-- DOCUMENT SEGMENT follows --

CinéPride: A Festival for the Rights of LGBTI+ People

Founded in 2003 with the Centre LGBTQI+* in Nantes (Loire-Atlantique French department), CinéPride is a unique festival for its diversity, giving the opportunity to audiences to discover documentaries and long and short films on the topics of homosexuality and gender identity.

CinéPride is a six-day festival that took place in Nantes from June 14 through June 19, 2022. This event offers the public a selection of films from all around the world, often never seen in France. The program is unique, and it is a place for beautiful meetings with film talent as well as local associations that work all year long for the rights of LGBTI+ people.

For several years, the Ministry of Culture in France has had the mission of organizing festivals that can highlight works from the gay community, reaffirming its commitment to respect each and everyone regardless of gender or sex, its guiding principle the taking into account all populations in their representation and cultural diffusion, whatever their status or function, without any discrimination.

For this reason, the Ministry supports festivals that promote diversity and prevent discrimination against LGBT people. The 18th version took place at the Katorza cinema in Nantes with 12 features, four documentaries and 15 shorts.

A true cinematic journey through 16 countries!

June 14 was the opening night of the screening of Wes Hurley’s dramatic comedy Potato Dreams of America, an autobiographical dark comedy about a gay boy growing up in the Soviet Union. On June 15, Los Fuertes, a romantic drama by Omar Zúñiga Hidalgo had a screening. Also screened was a preview of Continental Drift by Lionel Baier, in his presence. On June 16, the festival showed the animated documentary Flee and the film Playdurizm directed by Gem Deger about a young gay community. On June 17, the Swedish documentary Always Amber was screened along with the sentimental drama, Down in Paris, in the presence of director Anthony Hickling and co-screenwriter Pierre Guiho. Raw! Uncut! Video!, a documentary about gay porn studio Palm Drive Video also had a screening.

-- DOCUMENT SEGMENT concluded --
-- SUPPLIED DATA follows --

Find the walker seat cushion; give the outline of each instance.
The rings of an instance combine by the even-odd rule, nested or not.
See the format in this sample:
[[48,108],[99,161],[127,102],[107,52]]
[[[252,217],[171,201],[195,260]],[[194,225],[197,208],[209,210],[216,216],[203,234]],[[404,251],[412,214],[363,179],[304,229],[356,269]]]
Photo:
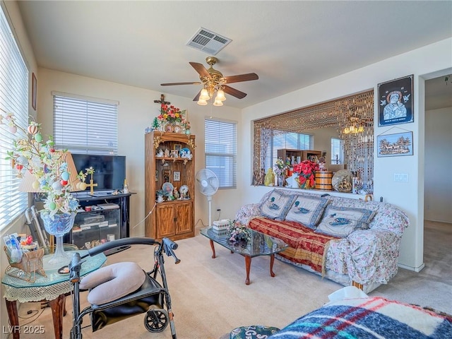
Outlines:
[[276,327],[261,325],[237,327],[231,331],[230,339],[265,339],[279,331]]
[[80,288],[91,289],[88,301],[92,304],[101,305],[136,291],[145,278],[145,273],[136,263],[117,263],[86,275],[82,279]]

-- SUPPLIED DATA concluded --
-- SUPPLIED DATA follows --

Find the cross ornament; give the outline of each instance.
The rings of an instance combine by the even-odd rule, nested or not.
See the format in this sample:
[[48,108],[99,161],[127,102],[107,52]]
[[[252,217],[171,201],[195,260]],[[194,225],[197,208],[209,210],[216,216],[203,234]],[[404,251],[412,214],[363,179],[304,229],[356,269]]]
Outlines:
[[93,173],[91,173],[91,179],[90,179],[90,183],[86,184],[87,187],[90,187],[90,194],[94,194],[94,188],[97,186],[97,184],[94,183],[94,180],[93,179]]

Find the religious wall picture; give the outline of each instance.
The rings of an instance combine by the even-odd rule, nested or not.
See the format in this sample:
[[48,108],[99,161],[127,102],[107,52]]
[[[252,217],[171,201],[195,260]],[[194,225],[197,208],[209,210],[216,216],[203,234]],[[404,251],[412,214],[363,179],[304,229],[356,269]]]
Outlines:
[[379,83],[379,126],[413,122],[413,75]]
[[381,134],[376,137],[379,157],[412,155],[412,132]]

-- SUPPLIED DATA concluded --

• [WHAT TO PRODUCE]: Could you reproduce the passage of the CinéPride article between "A true cinematic" and "also had a screening.", inclusive?

• [SOLUTION TO THE EXERCISE]:
A true cinematic journey through 16 countries!

June 14 was the opening night of the screening of Wes Hurley’s dramatic comedy Potato Dreams of America, an autobiographical dark comedy about a gay boy growing up in the Soviet Union. On June 15, Los Fuertes, a romantic drama by Omar Zúñiga Hidalgo had a screening. Also screened was a preview of Continental Drift by Lionel Baier, in his presence. On June 16, the festival showed the animated documentary Flee and the film Playdurizm directed by Gem Deger about a young gay community. On June 17, the Swedish documentary Always Amber was screened along with the sentimental drama, Down in Paris, in the presence of director Anthony Hickling and co-screenwriter Pierre Guiho. Raw! Uncut! Video!, a documentary about gay porn studio Palm Drive Video also had a screening.